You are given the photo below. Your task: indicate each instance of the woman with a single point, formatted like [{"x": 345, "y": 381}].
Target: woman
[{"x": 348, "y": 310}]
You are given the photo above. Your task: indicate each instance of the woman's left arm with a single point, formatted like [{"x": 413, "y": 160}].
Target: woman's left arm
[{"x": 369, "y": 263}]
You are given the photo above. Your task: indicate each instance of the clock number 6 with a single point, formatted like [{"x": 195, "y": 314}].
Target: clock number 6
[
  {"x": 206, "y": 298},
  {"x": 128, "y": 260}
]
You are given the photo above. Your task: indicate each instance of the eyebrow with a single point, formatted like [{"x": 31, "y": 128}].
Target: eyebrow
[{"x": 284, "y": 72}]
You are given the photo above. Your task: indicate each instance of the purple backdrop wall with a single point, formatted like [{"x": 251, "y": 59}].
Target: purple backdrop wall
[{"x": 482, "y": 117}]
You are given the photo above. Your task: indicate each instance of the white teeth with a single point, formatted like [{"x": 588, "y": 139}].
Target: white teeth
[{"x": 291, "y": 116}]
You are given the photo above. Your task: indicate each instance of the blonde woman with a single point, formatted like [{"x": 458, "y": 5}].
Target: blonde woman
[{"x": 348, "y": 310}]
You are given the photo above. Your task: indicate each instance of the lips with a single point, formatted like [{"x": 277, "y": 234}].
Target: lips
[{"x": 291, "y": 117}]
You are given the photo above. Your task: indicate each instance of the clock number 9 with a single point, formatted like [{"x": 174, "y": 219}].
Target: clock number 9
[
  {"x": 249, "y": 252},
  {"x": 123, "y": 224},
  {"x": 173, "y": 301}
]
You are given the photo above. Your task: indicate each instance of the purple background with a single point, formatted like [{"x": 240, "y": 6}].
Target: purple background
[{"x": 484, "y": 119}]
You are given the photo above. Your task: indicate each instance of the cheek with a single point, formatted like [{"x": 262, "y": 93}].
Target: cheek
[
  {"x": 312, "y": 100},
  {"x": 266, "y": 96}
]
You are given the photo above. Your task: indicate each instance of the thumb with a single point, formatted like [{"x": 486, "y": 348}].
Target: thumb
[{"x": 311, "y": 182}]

Exercise brief:
The records above are to be restated word for word.

Response box:
You are given the photo below. Your task: indicate each instance of the woman with a single point, formatted like [{"x": 345, "y": 381}].
Target: woman
[{"x": 348, "y": 310}]
You are given the photo above. Your task: indicate each instance of the woman's left arm with a single point, formatted like [{"x": 413, "y": 160}].
Target: woman's left arm
[{"x": 369, "y": 263}]
You are given the photo above. Your task: indicate each instance of the clock number 6 with a single point, formatted like [{"x": 195, "y": 314}].
Target: clock number 6
[
  {"x": 206, "y": 298},
  {"x": 128, "y": 260}
]
You are given the photo above. Your task: indicate each instance of the eyebrow with a single point, formatted like [{"x": 31, "y": 128}].
Target: eyebrow
[{"x": 284, "y": 72}]
You are given the photo above. Your task: indicate each instance of the purple backdrop wall with a single point, formatted like [{"x": 251, "y": 59}].
Target: purple backdrop wall
[{"x": 482, "y": 117}]
You are given the photo above. Your task: indicate each instance of the white teeth with a single point, formatted like [{"x": 588, "y": 139}].
Target: white teeth
[{"x": 291, "y": 116}]
You are given the photo above. Your task: indicate each instance of the blonde woman with a single point, formatted like [{"x": 458, "y": 5}].
Target: blonde woman
[{"x": 348, "y": 310}]
You are given the photo above. Your task: indicate each instance of the lips with a single point, formatted like [{"x": 277, "y": 234}].
Target: lips
[{"x": 291, "y": 117}]
You are given the photo above. Your task: indicate each instance of the clock number 9 with a single point, formatted like [{"x": 174, "y": 219}].
Target: clock number 9
[
  {"x": 249, "y": 252},
  {"x": 123, "y": 224},
  {"x": 173, "y": 301}
]
You are given the photo above. Your task: indicate each instance of the purple background with a single point, formatted like [{"x": 240, "y": 6}].
Target: purple background
[{"x": 484, "y": 119}]
You are given the photo above. Your task: indicate each instance of the cheek with a single point, formatted like [{"x": 262, "y": 93}].
Target: cheek
[
  {"x": 312, "y": 100},
  {"x": 266, "y": 96}
]
You are given the photo above. Your task: indicate each instance of the thumb with a single point, formatted like [{"x": 486, "y": 348}].
Target: thumb
[{"x": 311, "y": 182}]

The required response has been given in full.